Could you rewrite everything from the line containing "Target: green t-shirt" down to the end of the items, requests included, with every coordinate in the answers shifted up by 17?

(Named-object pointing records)
__________________________________________________

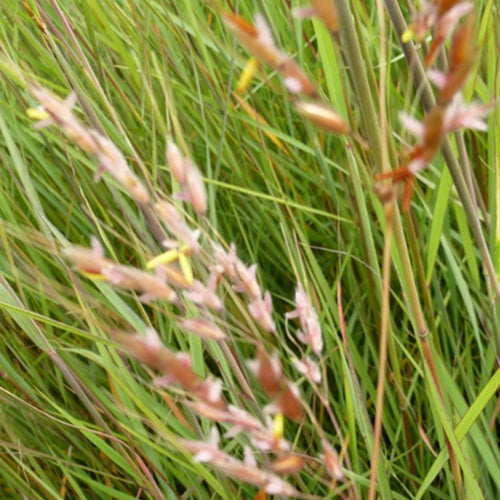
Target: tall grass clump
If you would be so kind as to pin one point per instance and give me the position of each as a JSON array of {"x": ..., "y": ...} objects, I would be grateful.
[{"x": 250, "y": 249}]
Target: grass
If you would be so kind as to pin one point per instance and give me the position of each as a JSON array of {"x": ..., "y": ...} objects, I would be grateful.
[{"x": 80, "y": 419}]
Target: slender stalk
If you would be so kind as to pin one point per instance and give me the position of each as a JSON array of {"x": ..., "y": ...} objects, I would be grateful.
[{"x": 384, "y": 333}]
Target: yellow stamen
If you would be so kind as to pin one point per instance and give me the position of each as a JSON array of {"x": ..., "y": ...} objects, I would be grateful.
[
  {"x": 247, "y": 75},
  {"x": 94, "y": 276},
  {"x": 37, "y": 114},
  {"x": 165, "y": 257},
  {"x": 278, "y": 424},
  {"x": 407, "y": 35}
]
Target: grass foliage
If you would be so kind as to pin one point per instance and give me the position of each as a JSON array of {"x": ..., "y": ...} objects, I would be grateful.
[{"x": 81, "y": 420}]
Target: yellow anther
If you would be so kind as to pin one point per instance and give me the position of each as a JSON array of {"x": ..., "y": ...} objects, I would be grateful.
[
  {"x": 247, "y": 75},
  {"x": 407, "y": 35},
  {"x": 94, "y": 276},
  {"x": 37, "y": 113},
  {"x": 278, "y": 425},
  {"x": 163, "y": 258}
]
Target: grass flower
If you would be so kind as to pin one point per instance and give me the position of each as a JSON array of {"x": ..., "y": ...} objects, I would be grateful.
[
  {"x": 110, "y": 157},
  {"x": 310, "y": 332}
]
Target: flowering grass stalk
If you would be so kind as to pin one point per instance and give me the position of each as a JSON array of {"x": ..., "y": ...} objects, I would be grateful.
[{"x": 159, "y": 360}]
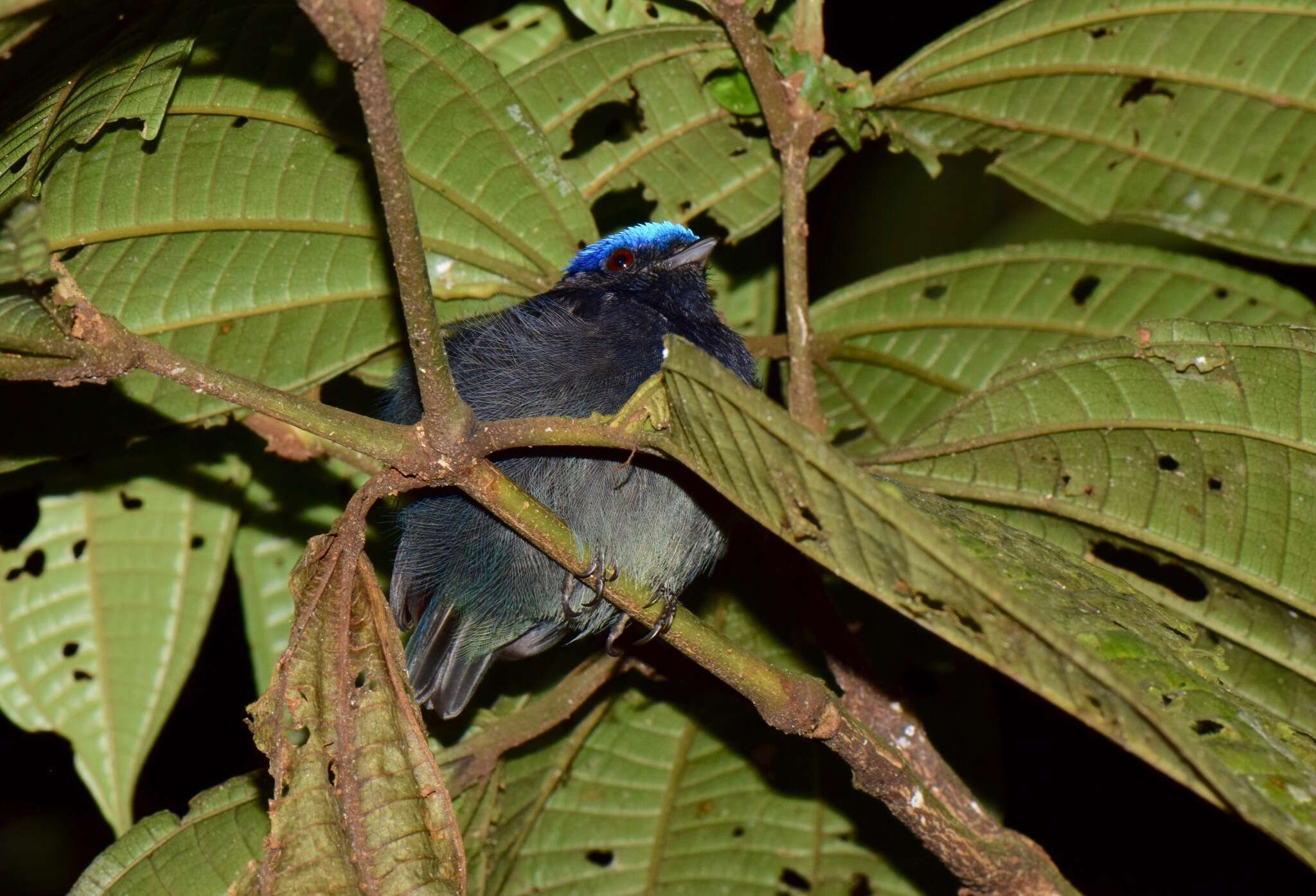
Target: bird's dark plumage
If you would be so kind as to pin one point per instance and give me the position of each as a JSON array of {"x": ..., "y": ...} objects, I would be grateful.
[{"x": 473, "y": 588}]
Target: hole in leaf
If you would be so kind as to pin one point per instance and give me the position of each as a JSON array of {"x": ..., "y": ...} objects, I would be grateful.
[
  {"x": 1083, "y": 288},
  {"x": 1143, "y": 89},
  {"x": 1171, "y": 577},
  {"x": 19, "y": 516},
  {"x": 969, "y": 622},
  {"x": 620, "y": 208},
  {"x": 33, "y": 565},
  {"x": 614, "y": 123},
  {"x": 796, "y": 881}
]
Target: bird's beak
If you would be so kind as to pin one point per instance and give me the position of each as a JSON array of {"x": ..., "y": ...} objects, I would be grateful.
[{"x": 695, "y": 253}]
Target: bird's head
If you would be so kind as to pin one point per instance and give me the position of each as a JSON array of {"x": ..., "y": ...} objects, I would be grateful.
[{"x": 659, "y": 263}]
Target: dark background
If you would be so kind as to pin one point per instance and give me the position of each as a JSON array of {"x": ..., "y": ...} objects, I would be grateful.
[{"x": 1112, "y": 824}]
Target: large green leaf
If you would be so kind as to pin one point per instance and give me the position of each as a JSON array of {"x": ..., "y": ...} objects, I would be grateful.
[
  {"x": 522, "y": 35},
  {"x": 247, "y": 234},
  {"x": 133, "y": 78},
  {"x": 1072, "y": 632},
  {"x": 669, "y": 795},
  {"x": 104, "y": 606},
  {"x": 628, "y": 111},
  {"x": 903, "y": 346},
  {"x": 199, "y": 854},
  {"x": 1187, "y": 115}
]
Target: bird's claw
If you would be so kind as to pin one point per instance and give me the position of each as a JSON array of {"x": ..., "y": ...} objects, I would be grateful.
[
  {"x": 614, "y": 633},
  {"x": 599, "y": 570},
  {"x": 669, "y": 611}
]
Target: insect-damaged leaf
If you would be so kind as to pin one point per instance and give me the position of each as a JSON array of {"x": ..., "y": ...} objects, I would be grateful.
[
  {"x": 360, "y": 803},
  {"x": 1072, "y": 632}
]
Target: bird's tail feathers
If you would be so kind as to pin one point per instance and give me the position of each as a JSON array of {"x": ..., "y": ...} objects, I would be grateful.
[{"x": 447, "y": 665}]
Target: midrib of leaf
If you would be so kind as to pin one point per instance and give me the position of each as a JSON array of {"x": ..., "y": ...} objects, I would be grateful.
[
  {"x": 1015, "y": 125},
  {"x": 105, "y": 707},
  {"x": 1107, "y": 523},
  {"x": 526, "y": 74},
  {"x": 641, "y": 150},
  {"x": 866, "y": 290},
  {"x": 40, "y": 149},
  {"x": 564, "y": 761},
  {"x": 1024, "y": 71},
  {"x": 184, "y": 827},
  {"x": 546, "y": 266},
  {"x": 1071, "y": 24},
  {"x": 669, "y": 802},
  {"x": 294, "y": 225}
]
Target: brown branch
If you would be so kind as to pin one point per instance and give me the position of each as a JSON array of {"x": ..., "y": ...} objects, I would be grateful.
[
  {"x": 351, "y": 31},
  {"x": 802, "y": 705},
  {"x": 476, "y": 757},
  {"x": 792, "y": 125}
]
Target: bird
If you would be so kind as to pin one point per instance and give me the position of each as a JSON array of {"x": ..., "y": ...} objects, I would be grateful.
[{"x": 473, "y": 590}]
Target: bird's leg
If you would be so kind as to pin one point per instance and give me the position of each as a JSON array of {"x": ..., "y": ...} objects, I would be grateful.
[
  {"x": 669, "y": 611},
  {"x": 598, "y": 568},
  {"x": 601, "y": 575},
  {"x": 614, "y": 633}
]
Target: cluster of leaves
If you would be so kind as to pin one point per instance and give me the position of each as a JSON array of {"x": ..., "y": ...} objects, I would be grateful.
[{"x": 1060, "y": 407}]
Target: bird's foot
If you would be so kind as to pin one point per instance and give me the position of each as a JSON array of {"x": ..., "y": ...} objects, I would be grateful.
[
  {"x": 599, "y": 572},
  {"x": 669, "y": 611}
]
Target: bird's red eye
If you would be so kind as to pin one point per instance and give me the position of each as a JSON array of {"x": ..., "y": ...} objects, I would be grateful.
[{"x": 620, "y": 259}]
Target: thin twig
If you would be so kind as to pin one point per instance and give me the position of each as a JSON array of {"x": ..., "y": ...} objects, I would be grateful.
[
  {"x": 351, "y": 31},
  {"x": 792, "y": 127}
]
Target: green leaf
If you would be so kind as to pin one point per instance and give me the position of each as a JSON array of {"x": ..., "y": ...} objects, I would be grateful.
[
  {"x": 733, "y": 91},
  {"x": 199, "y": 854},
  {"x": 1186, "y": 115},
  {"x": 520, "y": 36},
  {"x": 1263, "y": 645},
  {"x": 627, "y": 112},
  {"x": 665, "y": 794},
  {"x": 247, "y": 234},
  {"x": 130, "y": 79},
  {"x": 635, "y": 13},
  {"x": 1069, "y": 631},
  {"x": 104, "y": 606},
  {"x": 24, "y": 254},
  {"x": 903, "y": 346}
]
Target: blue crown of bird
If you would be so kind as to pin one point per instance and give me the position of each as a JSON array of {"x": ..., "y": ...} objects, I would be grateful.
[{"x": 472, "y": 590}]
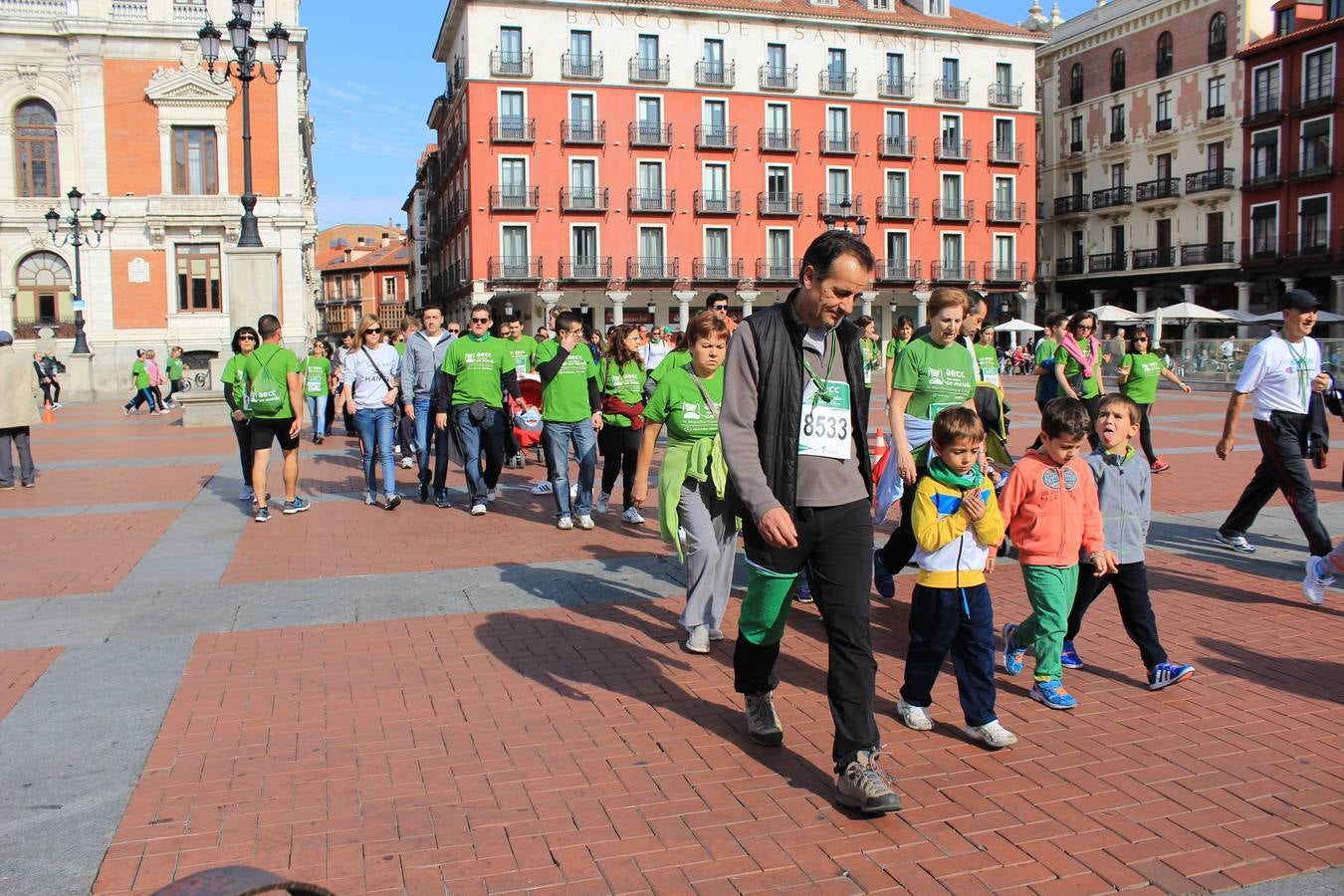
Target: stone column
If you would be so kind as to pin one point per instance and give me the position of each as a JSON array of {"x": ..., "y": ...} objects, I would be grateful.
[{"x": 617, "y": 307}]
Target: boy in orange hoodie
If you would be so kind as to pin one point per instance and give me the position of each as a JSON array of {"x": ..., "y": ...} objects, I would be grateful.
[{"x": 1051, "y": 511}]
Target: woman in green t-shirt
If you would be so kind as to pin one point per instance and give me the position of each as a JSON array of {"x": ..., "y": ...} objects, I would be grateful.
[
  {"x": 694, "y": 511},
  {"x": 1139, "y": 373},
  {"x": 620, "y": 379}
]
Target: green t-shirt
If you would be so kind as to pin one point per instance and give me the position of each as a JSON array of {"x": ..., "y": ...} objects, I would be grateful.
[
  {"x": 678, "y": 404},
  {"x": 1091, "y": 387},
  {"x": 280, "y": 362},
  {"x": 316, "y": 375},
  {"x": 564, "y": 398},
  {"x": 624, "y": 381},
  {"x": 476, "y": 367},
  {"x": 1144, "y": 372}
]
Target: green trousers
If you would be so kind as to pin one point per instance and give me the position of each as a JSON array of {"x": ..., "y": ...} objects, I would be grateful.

__________________________________________________

RESULT FOR THIS EXERCISE »
Target: green t-shirt
If you would be so kind as to pin one point per instance and give me the position of each as a JSON array of {"x": ..., "y": ...} objects, I would be grateful.
[
  {"x": 695, "y": 421},
  {"x": 1108, "y": 404},
  {"x": 297, "y": 379},
  {"x": 333, "y": 392},
  {"x": 581, "y": 415},
  {"x": 641, "y": 398},
  {"x": 493, "y": 384},
  {"x": 1161, "y": 389}
]
Target: green trousers
If you would be so kind as to pin one point per instance and give me the position of each as a JSON array of {"x": ..., "y": ...} objects, I would be grateful.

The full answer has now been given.